━━━━━ Fragmento del documento

La estadística y la economía ponen de manifiesto la esclavitud corporal en que tuvo a la Nación la Iglesia. Las mejores rentas, la casi totalidad de las buenas tierras, los únicos edificios notables y cómodos, infinidad de casas, más de una mitad, en fin, de la riqueza pública, de la Iglesia era, y la Iglesia la administraba. Parásito insolente e insaciable, redujo a punto de muerte la nación española, que se vio por ella y sus exigencias despoblada y yerma, enflaquecida y desangrada, teniendo que rendirse ante la Europa, que la redujo a pueblo secundario, haciéndose satélite de su enemiga la Francia, para poder conservar ¡qué ignominia! el sagrado suelo de la Península, convertido en campo de batalla de las ambiciones extranjeras.

Tan hondas raíces había echado la Iglesia en nuestra patria, gracias a su dominación por el terror, ante cuyos rigores tuvo que humillarse la monarquía en más de una ocasión, que al restaurarse en ella la dinastía de los Borbones, hubo ésta de hacerse humilde sierva de aquélla. Si en el bien de España se hubiera inspirado esta familia, indudablemente que a combatir la Iglesia dedicara su poder: mas como no era éste su fin, sino dominarla a su vez, transigió con la Iglesia, para afirmar a la sombra de este coloso su trono combatido.

━━━━━━━━━━
━━━━━ Registros listados

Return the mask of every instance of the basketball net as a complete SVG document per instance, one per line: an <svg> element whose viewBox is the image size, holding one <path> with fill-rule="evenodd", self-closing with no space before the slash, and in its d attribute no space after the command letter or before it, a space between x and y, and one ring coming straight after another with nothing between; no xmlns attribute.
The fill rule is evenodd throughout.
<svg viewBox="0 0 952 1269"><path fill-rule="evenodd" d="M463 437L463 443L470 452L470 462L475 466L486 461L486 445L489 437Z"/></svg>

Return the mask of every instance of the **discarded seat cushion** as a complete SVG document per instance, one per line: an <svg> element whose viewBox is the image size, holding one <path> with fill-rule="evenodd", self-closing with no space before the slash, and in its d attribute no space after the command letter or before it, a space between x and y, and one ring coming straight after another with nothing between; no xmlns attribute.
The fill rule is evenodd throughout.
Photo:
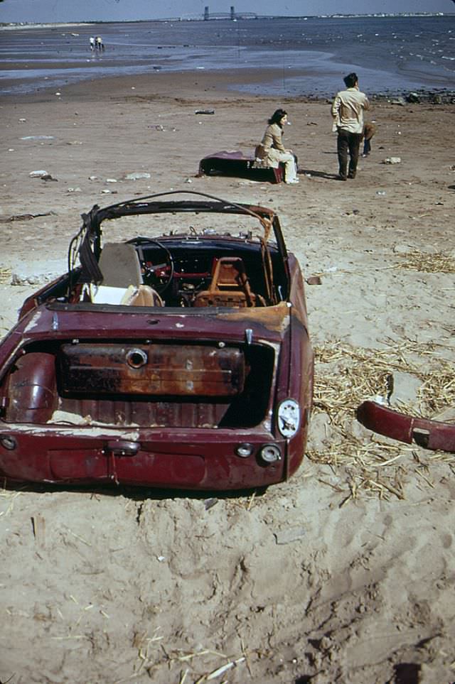
<svg viewBox="0 0 455 684"><path fill-rule="evenodd" d="M215 152L199 162L198 175L230 175L250 178L251 180L268 180L281 183L284 178L284 165L277 168L267 166L255 156L246 157L242 152Z"/></svg>

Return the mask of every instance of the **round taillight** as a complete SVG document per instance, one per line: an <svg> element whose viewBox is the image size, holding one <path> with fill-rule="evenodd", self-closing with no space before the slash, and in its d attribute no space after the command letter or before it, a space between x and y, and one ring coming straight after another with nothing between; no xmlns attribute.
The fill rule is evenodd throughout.
<svg viewBox="0 0 455 684"><path fill-rule="evenodd" d="M252 452L252 444L245 443L243 444L239 444L235 447L235 453L237 456L240 456L242 458L247 458L248 456L251 456Z"/></svg>
<svg viewBox="0 0 455 684"><path fill-rule="evenodd" d="M282 460L282 452L276 444L264 444L261 447L259 455L266 463L276 463Z"/></svg>

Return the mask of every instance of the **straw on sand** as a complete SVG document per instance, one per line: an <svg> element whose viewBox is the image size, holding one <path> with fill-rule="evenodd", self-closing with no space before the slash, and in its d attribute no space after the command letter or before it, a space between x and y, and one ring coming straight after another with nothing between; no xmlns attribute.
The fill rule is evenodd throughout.
<svg viewBox="0 0 455 684"><path fill-rule="evenodd" d="M396 268L427 273L455 273L455 259L441 252L426 254L417 251L411 251L406 254L405 261L397 264Z"/></svg>
<svg viewBox="0 0 455 684"><path fill-rule="evenodd" d="M355 411L372 396L379 396L387 402L397 371L411 374L422 383L415 403L402 403L395 407L398 410L432 417L455 406L455 367L440 351L434 343L419 344L410 340L401 344L386 341L380 349L333 340L315 349L314 413L328 415L330 435L323 450L311 450L307 455L330 467L338 478L338 491L346 491L348 485L343 503L355 499L360 491L404 498L405 484L412 474L424 484L422 460L417 458L416 465L419 448L367 433L357 423ZM455 467L455 455L426 454L430 463L438 460Z"/></svg>

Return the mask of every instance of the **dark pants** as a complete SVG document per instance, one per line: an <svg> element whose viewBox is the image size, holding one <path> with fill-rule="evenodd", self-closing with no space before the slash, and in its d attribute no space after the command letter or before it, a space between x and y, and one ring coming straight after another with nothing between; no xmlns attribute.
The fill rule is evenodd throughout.
<svg viewBox="0 0 455 684"><path fill-rule="evenodd" d="M348 175L355 178L358 161L358 151L363 136L361 133L349 133L338 129L336 149L338 153L339 173L342 178ZM348 153L349 153L349 172L348 173Z"/></svg>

━━━━━━━━━━

◆ **Lista de tareas**
• A. Según el fragmento del documento, ¿qué dinastía, al restaurarse en España, tuvo que hacerse humilde sierva de la Iglesia?
• B. Reescribe la parte de los registros que comienza con la línea que contiene "Return the mask of every instance of the **dark" y llega hasta el final de los registros, cambiando "dark pants" por "black pants" y sin alterar nada más.
El fragmento del documento y los registros son materiales independientes entre sí.

◆ **Respuestas esperadas**
• A. La dinastía de los Borbones.

• B.
Return the mask of every instance of the **black pants** as a complete SVG document per instance, one per line: an <svg> element whose viewBox is the image size, holding one <path> with fill-rule="evenodd", self-closing with no space before the slash, and in its d attribute no space after the command letter or before it, a space between x and y, and one ring coming straight after another with nothing between; no xmlns attribute.
The fill rule is evenodd throughout.
<svg viewBox="0 0 455 684"><path fill-rule="evenodd" d="M348 175L355 178L358 161L358 151L363 136L361 133L349 133L338 129L336 149L338 153L339 173L342 178ZM348 153L349 153L349 172L348 173Z"/></svg>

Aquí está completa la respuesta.